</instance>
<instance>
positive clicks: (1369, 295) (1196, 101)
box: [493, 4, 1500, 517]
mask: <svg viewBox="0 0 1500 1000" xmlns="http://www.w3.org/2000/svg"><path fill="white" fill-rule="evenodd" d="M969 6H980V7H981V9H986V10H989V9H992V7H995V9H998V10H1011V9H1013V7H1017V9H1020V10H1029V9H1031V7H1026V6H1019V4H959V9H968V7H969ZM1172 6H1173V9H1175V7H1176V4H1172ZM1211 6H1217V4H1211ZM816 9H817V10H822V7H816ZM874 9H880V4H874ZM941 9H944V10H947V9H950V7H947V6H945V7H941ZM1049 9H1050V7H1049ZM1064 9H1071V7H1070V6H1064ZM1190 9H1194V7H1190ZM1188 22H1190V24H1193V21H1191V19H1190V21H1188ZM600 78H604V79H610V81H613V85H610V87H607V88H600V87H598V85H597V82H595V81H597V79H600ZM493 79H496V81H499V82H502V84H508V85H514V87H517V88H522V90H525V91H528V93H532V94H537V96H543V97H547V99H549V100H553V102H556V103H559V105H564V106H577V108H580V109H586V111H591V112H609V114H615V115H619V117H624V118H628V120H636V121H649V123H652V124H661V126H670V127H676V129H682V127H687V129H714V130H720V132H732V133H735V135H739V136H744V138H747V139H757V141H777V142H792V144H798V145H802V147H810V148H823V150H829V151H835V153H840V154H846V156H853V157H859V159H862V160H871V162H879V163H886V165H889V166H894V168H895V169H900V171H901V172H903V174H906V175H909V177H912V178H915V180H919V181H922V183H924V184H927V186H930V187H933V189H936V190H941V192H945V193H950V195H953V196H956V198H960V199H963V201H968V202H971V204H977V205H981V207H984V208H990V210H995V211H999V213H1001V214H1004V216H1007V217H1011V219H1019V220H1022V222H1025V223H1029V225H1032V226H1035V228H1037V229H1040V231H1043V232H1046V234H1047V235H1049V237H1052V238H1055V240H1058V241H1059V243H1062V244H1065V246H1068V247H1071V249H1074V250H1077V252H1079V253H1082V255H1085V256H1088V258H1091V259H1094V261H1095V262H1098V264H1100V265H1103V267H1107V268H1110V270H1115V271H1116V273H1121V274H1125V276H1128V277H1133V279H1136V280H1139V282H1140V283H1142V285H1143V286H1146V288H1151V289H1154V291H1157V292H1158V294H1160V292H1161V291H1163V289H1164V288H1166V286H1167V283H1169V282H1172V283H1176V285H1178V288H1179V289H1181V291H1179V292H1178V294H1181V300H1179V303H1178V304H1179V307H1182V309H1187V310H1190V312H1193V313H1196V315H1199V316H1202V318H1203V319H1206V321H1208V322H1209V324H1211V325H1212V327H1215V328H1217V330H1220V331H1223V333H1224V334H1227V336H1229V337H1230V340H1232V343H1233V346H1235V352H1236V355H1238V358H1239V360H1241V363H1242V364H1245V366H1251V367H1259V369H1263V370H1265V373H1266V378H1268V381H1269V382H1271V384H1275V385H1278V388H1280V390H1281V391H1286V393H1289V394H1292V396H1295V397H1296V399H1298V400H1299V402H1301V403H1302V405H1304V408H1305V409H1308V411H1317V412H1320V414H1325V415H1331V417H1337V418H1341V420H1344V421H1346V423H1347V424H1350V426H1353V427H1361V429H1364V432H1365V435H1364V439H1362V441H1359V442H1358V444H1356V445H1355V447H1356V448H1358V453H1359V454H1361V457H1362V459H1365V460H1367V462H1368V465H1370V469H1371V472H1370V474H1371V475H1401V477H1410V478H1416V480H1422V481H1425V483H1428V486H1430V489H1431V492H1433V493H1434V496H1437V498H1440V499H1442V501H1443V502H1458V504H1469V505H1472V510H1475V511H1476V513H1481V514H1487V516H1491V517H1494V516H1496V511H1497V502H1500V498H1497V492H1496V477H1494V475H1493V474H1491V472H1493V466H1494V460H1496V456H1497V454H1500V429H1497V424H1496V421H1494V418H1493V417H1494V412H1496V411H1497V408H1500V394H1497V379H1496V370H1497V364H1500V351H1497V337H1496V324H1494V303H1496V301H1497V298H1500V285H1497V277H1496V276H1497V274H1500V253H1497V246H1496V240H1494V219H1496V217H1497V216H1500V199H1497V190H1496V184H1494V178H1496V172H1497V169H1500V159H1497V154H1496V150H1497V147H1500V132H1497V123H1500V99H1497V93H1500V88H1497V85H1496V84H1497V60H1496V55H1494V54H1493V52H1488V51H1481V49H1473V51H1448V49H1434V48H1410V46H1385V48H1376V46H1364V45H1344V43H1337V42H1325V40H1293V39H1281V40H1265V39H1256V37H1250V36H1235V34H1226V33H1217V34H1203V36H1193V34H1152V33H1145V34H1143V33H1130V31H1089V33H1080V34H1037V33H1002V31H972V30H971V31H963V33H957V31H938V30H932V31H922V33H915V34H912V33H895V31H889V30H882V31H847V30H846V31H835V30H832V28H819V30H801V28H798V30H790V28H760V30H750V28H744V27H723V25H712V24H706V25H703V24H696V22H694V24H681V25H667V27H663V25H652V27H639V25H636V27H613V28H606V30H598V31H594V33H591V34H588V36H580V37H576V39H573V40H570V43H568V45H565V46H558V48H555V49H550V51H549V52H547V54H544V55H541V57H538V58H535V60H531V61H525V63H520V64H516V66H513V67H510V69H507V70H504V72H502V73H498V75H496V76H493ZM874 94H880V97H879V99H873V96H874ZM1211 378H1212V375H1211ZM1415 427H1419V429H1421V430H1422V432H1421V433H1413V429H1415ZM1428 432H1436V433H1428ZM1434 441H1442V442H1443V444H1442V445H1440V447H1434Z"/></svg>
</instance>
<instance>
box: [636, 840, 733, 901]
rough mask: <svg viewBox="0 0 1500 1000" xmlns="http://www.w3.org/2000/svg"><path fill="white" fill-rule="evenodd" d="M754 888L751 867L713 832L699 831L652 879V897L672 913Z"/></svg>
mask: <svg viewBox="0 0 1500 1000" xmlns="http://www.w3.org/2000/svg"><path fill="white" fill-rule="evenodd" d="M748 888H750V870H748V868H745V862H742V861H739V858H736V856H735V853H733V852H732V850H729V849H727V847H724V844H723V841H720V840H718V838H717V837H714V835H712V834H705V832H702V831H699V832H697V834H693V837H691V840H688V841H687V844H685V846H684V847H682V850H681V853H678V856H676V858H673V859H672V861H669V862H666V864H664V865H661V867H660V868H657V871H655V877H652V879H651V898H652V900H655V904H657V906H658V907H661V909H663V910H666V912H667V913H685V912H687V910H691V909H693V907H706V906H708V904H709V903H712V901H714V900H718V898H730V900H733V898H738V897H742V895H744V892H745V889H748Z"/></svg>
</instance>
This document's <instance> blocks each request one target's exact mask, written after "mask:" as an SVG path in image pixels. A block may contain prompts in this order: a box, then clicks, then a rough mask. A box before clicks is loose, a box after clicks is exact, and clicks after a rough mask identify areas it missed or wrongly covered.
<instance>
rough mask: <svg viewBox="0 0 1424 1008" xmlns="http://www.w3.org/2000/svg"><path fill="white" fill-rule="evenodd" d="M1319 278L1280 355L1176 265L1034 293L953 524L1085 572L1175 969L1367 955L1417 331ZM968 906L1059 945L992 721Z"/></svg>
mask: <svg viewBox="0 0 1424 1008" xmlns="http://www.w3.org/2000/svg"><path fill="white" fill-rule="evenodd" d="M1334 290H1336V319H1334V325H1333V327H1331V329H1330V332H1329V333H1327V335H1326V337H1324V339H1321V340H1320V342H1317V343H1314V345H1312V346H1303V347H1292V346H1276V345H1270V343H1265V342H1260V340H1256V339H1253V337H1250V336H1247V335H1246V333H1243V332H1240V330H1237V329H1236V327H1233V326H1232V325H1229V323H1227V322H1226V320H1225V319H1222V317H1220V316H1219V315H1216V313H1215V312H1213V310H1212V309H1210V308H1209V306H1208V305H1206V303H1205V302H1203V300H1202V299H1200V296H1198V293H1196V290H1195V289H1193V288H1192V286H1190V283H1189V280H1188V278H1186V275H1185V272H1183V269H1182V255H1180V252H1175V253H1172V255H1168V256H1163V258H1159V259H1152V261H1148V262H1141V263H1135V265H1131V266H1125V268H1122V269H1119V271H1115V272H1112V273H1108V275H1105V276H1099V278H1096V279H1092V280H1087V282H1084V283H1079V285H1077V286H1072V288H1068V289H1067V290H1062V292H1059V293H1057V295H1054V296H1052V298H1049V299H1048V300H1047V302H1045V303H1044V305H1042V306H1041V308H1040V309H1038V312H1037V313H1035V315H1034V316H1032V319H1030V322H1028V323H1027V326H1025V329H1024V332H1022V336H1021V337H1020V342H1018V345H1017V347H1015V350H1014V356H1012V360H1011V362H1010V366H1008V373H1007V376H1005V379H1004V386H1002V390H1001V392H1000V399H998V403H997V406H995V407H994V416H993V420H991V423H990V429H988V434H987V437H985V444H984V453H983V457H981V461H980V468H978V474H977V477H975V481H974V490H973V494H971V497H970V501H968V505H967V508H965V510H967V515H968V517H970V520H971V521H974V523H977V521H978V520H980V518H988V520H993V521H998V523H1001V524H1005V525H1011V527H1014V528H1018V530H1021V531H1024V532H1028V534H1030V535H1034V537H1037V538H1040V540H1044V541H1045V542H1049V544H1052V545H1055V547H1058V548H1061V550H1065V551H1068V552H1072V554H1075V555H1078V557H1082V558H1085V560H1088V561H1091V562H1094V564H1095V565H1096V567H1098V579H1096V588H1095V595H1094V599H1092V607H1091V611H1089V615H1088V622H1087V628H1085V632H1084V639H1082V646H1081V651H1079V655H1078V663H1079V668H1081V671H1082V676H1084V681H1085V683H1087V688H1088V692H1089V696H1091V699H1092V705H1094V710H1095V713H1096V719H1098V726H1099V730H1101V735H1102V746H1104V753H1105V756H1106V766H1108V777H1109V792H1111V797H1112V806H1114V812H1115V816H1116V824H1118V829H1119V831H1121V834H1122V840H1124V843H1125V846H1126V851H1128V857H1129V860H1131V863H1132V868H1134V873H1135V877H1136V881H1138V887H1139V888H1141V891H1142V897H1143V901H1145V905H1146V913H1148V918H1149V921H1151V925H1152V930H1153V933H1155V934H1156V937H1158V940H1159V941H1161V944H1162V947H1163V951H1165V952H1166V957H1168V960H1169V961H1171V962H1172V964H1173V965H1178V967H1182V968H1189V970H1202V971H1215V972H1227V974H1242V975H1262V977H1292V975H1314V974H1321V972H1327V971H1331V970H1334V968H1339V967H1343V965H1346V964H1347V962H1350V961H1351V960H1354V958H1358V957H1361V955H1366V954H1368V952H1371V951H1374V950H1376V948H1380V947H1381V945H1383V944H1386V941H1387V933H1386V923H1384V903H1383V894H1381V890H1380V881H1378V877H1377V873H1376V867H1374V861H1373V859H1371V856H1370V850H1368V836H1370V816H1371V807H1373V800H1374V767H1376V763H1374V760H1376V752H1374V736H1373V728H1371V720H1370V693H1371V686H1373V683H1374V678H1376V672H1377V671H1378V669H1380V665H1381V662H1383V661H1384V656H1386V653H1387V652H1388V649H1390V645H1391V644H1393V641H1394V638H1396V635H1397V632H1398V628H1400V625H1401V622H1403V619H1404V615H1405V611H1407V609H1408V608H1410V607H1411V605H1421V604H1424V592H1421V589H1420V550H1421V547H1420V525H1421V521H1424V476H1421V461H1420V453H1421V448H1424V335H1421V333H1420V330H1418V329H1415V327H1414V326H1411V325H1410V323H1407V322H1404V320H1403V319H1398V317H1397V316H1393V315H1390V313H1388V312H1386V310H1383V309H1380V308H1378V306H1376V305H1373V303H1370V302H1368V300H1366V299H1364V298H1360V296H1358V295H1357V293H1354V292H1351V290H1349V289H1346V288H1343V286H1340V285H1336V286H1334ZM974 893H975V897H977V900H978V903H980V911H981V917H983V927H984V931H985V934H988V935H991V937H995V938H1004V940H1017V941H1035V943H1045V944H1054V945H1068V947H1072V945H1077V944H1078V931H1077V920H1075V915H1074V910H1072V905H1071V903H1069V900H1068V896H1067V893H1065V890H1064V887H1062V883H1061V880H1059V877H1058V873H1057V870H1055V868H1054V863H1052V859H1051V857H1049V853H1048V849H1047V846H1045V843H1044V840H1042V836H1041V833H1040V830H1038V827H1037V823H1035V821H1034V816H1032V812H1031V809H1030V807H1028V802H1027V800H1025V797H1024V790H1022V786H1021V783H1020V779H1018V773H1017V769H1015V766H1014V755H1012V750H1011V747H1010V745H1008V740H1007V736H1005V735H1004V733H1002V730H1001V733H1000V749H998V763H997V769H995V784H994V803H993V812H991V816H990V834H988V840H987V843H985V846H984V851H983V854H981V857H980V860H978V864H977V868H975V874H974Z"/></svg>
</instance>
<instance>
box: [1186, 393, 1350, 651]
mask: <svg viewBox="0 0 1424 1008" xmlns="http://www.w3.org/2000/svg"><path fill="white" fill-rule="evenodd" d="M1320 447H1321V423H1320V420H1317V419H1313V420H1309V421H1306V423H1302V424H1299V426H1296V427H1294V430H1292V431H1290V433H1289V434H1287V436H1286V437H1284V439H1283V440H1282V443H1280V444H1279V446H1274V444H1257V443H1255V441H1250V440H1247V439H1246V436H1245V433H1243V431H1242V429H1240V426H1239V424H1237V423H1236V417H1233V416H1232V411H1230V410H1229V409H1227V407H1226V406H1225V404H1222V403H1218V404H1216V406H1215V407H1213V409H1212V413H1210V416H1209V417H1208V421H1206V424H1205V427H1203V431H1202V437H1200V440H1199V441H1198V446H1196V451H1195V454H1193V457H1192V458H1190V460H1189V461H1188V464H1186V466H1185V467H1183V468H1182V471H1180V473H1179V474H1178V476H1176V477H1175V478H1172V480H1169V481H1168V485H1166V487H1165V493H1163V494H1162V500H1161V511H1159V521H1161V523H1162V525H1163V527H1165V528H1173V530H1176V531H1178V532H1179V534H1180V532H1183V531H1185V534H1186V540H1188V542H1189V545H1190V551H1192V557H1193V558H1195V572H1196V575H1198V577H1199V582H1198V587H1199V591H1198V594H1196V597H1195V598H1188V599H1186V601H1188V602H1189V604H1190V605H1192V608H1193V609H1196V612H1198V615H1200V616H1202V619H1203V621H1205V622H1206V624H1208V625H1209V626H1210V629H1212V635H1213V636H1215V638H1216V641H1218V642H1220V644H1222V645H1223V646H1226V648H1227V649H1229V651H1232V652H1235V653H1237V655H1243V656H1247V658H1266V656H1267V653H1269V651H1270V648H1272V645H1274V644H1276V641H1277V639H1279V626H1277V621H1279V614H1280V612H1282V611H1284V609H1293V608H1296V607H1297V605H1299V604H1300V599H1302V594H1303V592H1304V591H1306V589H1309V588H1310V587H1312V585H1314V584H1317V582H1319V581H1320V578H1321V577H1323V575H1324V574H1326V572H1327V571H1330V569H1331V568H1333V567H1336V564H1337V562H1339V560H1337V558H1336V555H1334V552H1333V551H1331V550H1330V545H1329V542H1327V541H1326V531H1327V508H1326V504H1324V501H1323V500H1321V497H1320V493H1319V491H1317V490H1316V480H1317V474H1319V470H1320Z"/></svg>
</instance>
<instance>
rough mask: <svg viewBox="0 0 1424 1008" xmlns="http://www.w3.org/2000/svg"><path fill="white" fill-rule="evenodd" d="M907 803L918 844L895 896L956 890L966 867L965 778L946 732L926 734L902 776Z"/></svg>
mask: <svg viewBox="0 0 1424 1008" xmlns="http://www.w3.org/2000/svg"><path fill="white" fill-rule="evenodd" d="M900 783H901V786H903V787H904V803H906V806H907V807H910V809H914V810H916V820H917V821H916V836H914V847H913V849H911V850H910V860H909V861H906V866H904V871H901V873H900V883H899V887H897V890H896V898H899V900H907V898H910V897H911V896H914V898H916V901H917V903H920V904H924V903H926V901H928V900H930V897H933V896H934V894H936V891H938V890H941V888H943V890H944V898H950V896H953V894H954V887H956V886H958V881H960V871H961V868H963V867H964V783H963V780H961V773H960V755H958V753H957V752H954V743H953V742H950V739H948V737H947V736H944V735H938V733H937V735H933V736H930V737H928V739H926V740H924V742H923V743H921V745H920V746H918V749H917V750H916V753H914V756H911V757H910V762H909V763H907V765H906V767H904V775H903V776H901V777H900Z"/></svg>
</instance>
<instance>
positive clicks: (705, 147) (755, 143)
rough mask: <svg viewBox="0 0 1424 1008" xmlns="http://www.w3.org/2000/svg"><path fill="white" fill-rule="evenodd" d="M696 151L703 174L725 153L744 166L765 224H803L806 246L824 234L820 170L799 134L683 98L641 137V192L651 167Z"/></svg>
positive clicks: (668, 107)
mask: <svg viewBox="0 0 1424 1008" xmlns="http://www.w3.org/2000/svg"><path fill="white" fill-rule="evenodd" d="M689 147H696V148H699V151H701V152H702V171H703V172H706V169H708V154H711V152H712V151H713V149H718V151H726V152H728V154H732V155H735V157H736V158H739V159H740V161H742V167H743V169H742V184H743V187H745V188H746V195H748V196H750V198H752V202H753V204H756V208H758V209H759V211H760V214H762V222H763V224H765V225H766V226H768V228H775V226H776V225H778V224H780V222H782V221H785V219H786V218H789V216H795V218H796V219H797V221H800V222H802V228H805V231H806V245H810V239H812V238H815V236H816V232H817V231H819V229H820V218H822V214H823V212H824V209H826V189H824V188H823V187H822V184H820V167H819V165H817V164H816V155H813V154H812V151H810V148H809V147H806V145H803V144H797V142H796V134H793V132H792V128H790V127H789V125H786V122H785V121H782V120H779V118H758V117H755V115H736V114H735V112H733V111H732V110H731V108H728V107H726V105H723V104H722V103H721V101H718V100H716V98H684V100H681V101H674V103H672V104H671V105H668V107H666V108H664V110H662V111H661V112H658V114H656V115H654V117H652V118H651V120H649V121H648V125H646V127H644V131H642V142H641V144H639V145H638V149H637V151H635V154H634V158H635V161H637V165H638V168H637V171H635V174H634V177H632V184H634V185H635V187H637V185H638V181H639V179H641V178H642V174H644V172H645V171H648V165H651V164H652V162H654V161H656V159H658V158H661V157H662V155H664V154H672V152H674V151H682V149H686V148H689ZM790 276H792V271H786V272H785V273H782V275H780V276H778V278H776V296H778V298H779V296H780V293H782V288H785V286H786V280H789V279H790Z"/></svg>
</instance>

_ _ _

• Your instructions: Provide the number of lines in the entries above on which the string "clicks" is found, and no other text.

• Answer: 4